╭─ Provided material
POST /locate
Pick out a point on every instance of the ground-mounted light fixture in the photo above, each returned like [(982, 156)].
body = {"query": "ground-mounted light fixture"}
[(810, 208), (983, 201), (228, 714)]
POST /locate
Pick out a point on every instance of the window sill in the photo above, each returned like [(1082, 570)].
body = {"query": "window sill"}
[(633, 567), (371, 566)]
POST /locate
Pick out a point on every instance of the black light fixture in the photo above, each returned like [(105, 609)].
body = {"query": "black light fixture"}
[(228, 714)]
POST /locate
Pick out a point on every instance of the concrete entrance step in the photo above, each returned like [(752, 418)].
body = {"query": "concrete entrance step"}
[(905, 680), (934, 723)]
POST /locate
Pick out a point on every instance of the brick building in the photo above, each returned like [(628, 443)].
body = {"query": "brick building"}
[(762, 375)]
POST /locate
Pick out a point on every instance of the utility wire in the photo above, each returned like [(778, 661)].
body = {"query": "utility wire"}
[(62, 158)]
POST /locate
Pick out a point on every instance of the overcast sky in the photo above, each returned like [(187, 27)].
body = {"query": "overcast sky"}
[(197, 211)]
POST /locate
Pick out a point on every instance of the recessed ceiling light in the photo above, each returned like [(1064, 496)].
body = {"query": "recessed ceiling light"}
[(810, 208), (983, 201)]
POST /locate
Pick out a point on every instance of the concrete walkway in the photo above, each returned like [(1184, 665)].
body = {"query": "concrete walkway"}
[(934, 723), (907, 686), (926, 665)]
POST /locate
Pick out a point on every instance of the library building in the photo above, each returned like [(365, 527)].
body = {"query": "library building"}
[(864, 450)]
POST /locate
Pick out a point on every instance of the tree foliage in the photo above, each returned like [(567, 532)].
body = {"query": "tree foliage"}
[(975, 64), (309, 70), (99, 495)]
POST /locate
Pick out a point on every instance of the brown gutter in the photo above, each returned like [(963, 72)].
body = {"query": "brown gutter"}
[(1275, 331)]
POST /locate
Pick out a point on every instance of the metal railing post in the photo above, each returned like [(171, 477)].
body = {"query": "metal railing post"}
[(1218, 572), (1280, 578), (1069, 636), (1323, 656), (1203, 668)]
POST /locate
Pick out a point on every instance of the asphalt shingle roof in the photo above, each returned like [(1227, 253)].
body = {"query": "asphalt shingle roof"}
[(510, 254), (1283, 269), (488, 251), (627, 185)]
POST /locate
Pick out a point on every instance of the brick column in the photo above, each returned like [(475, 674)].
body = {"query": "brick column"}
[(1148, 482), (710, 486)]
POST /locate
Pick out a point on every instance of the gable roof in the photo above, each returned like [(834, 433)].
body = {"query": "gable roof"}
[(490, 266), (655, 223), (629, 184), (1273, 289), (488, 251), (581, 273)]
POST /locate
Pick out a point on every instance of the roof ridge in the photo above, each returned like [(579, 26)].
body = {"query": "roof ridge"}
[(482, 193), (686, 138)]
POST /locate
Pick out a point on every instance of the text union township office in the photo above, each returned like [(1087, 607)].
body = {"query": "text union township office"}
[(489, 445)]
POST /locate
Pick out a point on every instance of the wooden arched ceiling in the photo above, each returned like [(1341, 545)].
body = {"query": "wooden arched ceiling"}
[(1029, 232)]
╰─
Directions for this task
All that is needed is the exact run of lines above from the line containing "Pick out a point on every instance of the recessed" through the line containing "Pick out a point on every instance of the concrete walkway", both of them included.

Solved problem
Pick out a point on every instance of the recessed ceiling light in the photo above, each returned like [(1064, 496)].
body = {"query": "recessed ceiling light"}
[(810, 208), (983, 201)]
POST /locate
Pick out a point on every instance of the concrete walkway in the photo above, each returned like [(1184, 665)].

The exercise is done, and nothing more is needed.